Data drawn from a collection
────
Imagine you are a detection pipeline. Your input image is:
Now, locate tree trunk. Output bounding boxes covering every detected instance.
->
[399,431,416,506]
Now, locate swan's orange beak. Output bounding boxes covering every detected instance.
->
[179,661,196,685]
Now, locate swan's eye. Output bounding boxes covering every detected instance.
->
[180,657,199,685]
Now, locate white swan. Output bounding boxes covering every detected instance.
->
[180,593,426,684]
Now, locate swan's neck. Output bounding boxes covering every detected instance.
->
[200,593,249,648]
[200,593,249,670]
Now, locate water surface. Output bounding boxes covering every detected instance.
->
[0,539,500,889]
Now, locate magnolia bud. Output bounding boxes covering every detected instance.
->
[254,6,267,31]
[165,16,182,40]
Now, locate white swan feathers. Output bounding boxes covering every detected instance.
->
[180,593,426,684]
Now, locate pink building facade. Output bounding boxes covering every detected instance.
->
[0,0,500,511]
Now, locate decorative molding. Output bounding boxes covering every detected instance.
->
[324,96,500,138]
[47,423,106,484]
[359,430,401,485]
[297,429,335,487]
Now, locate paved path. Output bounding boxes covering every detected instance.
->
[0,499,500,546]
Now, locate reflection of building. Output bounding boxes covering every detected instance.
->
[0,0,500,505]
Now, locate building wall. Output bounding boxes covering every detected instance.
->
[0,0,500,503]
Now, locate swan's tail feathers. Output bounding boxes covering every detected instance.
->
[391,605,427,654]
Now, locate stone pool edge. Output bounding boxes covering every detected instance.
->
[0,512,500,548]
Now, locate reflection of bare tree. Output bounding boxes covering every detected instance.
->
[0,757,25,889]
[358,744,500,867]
────
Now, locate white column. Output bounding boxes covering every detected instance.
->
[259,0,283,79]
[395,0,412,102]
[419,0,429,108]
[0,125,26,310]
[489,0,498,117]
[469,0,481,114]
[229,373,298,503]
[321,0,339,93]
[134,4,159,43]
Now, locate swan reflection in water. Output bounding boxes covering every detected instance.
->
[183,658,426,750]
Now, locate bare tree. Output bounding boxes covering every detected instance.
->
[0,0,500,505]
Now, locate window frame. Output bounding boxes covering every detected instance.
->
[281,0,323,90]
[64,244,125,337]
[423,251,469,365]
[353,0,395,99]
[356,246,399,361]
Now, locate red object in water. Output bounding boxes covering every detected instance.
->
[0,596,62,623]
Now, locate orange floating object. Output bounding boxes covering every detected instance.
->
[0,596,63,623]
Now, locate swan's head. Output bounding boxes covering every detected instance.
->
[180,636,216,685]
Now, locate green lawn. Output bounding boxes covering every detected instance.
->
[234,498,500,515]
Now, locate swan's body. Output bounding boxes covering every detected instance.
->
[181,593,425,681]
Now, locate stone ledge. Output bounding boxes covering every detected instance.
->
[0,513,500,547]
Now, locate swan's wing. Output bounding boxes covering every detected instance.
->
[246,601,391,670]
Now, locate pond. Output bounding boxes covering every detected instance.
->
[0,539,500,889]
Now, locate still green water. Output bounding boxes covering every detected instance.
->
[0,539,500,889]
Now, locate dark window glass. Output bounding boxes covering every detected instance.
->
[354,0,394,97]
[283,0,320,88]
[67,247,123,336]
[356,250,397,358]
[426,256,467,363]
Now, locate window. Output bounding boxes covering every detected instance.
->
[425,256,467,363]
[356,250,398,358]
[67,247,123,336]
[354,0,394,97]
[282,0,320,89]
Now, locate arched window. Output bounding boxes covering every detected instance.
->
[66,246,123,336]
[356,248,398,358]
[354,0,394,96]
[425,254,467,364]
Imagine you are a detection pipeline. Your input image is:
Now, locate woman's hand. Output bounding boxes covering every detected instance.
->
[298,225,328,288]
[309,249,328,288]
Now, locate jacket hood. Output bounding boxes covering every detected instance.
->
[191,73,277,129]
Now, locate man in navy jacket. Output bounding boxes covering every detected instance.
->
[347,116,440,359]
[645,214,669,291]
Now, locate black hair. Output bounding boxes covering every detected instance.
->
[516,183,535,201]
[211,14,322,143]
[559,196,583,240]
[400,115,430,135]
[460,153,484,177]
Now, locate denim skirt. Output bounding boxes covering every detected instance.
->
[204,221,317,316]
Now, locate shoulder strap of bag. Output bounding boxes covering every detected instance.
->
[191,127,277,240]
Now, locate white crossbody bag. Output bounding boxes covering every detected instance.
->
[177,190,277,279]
────
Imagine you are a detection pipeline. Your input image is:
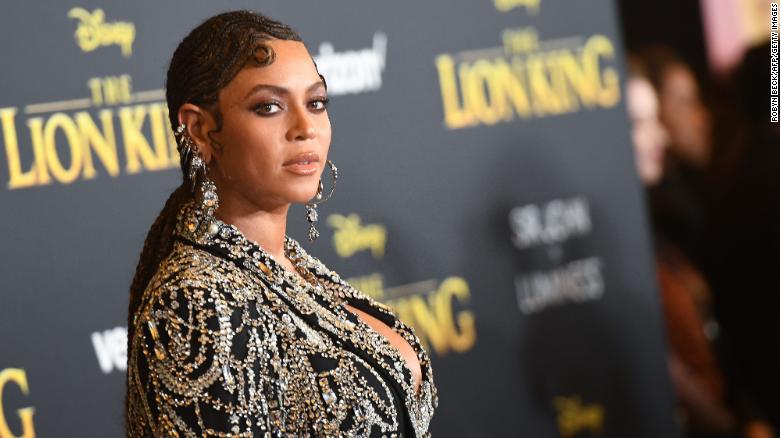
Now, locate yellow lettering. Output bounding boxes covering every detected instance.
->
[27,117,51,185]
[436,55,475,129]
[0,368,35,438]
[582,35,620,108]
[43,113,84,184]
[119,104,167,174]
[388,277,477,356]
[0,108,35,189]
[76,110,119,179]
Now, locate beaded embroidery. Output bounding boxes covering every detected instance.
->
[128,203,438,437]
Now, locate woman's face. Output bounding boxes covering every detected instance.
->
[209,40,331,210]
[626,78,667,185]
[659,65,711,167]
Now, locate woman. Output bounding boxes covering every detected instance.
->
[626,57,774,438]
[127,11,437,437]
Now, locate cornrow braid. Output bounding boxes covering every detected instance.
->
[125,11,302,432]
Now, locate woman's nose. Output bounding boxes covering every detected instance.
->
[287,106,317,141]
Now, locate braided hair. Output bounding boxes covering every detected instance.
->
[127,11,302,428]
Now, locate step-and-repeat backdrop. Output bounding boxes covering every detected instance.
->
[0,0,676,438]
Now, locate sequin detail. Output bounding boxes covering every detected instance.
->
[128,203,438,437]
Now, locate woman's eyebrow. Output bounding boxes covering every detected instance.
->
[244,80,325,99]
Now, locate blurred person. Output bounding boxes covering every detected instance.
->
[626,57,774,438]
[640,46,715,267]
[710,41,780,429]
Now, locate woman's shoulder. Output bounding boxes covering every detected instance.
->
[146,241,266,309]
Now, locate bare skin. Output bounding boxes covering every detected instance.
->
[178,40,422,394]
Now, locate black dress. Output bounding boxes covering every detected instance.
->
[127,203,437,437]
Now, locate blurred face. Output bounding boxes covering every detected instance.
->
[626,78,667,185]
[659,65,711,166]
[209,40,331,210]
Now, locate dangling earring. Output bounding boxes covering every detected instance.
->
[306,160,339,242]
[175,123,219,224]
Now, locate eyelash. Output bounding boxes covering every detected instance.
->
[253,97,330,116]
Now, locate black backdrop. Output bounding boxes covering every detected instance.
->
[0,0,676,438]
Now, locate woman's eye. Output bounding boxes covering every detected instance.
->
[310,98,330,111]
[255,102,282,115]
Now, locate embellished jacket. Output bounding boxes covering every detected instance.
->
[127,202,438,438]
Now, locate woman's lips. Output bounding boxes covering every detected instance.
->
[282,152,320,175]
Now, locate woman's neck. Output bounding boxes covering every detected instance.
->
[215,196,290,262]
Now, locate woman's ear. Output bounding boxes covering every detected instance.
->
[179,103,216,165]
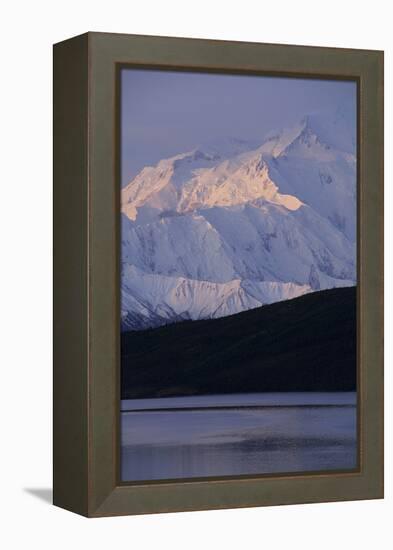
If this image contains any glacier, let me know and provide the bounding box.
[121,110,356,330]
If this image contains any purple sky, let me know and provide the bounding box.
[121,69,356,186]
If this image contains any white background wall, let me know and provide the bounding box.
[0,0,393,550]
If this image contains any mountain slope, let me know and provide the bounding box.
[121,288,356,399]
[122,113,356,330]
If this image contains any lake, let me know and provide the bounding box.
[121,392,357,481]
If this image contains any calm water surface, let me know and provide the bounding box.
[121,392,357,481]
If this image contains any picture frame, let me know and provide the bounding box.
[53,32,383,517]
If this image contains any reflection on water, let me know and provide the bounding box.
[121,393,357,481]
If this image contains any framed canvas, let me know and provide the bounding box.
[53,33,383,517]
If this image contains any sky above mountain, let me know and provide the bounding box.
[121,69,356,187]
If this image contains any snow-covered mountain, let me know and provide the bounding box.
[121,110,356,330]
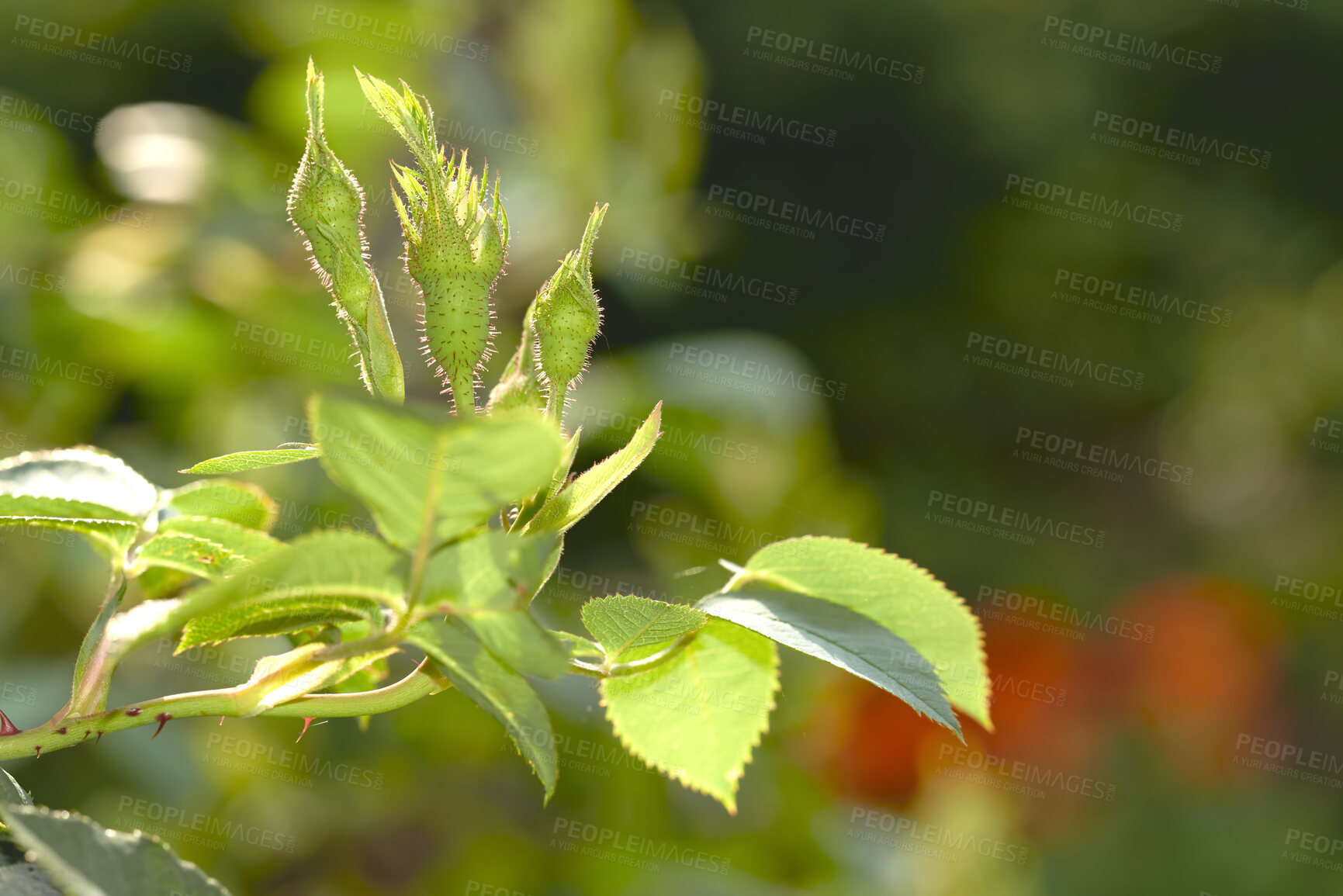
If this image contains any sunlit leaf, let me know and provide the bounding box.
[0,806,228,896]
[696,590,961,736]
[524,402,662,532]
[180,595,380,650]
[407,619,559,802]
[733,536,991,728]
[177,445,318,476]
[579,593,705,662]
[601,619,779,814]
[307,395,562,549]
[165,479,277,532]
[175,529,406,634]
────
Return, word for word, every line from the one containing "If this image contains any white" through the one containing "[175,529,406,634]", including both of those lines. Omit any pictures.

**WRITTEN REPLY:**
If this image contains any white background wall, let me know and provide the bounding box.
[0,0,393,550]
If this image contains any mountain slope, let me know and provide the bounding box.
[121,288,356,399]
[122,113,356,330]
If this image contains any lake, let me know and provide the bounding box.
[121,392,357,481]
If this image contains any calm water surface, let me know and provide the bounding box.
[121,392,357,481]
If this image contains any picture frame, let me know and provide the bounding box.
[53,32,383,517]
If this image contains any reflection on water, let me know and provide the bounding box.
[121,393,357,481]
If this image contains any framed canvas, let me know and provide the bounding box.
[53,33,383,517]
If this image contains any sky above mountain, let me know and provide the bounding box.
[121,69,356,187]
If this image contains any snow-covered mountain, let me know and provide the bounding box.
[121,110,356,330]
If this image contains any sunlit leaf, let me know and provide the bounding box.
[0,806,228,896]
[696,590,961,736]
[524,402,662,532]
[180,595,380,650]
[407,619,559,802]
[733,536,991,728]
[177,445,318,476]
[579,593,705,662]
[601,619,779,814]
[307,395,562,549]
[165,479,277,532]
[175,529,406,634]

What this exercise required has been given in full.